**Selected excerpt**
<<<<

Copy instead of renaming to preserve hard links

Yesterday I posted about not overwriting a file until you knew you had completely and correctly stored its data. Part of that was about data security and another part was completeness for other consumers. I used a temporary file and rename to move the new file into place. That’s not the entire story though.

Some of this you can glean from reading your filesystem code. For instance, the link(2) manual page explains quite a bit. I’m going to back up to same basics for this post. Perl, being part of the Unix toolbox, is close to the underlying system calls. Understanding what those things do helps you use Perl appropriately.

Linking to data

Create your original data file. The filesystem assigns it some sort of identifier (“inode”, “fileId”, whatever). I’ll use the word “inode” throughout this, but your filesystem might call it something different. This is not the filename. We’ll get to that in a moment. You get this number in the “inode” part of stat result:

A filename “links” to the inode; this is why there are link and unlink commands in Perl:

You can link several names to the same data. No matter which file name you use you’re playing with the same data. The names are just labels:

The data at 215132 stick around as long as there are links to it (and maybe a bit longer) or it has an open filehandle. There are various reasons you might do this, but those would be distracting here. Read Use cases for hardlinks? for some ideas.

>>>>

**Job 1**
Please edit the listing from its first line through the line containing "Read each instance's", replacing "even-odd" with "nonzero" and keeping everything else the same.

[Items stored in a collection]
<<<<

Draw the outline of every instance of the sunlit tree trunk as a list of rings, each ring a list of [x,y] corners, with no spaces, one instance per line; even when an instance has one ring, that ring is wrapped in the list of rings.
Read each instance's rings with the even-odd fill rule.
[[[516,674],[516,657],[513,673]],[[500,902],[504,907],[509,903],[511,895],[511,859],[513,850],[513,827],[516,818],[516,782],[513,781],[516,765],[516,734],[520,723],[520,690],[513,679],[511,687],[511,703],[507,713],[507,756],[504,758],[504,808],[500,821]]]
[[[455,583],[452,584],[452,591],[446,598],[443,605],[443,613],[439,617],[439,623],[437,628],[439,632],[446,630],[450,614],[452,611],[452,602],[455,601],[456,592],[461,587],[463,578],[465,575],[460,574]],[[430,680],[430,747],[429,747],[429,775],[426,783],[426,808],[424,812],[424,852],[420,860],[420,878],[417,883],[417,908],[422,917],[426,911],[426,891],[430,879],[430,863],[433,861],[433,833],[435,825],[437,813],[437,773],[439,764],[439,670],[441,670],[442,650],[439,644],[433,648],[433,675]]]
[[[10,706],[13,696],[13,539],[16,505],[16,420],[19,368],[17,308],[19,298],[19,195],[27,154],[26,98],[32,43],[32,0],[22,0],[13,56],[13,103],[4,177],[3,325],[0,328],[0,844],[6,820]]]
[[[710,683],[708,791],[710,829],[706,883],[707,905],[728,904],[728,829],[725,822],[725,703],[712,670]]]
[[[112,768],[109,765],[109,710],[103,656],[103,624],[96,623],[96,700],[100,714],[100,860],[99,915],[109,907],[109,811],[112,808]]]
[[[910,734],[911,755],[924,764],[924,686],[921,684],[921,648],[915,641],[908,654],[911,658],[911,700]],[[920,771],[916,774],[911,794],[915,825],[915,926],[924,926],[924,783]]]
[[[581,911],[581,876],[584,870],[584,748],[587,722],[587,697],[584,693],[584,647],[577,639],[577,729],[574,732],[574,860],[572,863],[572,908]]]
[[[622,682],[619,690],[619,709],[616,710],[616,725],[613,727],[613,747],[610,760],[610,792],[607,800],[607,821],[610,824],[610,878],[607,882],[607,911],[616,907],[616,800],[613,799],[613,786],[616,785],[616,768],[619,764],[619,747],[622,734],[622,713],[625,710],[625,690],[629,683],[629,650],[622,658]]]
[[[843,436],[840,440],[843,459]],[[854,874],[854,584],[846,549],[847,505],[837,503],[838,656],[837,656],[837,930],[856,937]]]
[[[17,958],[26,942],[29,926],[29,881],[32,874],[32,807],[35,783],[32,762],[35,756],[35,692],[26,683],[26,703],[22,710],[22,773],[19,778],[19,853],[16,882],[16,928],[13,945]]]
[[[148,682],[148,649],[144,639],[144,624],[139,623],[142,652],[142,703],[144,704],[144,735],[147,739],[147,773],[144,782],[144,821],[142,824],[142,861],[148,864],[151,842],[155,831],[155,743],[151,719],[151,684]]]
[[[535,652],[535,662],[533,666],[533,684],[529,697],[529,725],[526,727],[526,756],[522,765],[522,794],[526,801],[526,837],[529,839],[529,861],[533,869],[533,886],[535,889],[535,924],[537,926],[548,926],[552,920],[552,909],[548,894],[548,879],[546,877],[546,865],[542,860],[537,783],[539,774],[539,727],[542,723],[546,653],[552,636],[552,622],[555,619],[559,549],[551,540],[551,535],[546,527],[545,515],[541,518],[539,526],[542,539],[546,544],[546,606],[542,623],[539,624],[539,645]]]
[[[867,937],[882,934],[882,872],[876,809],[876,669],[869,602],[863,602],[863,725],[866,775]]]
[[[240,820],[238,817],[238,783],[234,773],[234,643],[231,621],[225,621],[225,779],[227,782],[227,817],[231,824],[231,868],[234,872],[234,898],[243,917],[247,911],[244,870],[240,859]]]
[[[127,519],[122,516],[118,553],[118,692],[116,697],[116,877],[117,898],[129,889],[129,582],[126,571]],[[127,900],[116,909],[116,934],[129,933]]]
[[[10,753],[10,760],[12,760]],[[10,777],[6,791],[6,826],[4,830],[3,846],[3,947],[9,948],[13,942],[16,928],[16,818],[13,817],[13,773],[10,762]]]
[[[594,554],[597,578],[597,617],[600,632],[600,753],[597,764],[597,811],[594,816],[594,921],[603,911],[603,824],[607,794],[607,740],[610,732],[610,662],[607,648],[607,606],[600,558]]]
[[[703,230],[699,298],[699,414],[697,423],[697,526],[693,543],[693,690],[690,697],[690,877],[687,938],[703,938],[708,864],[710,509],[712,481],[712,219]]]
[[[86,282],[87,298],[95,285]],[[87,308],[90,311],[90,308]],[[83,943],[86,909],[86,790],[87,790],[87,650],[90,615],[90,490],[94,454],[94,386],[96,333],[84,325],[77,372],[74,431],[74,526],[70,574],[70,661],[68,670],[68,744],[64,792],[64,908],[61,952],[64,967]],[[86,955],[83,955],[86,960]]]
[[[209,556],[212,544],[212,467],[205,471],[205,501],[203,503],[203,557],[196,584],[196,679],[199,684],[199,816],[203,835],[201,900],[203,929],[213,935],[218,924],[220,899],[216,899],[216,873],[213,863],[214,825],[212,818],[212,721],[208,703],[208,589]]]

>>>>

**Job 2**
Which word does the post on hard links use throughout for the identifier the filesystem assigns to a data file?

**Task answer 1**
Draw the outline of every instance of the sunlit tree trunk as a list of rings, each ring a list of [x,y] corners, with no spaces, one instance per line; even when an instance has one ring, that ring is wrapped in the list of rings.
Read each instance's rings with the nonzero fill rule.

**Task answer 2**
"Inode"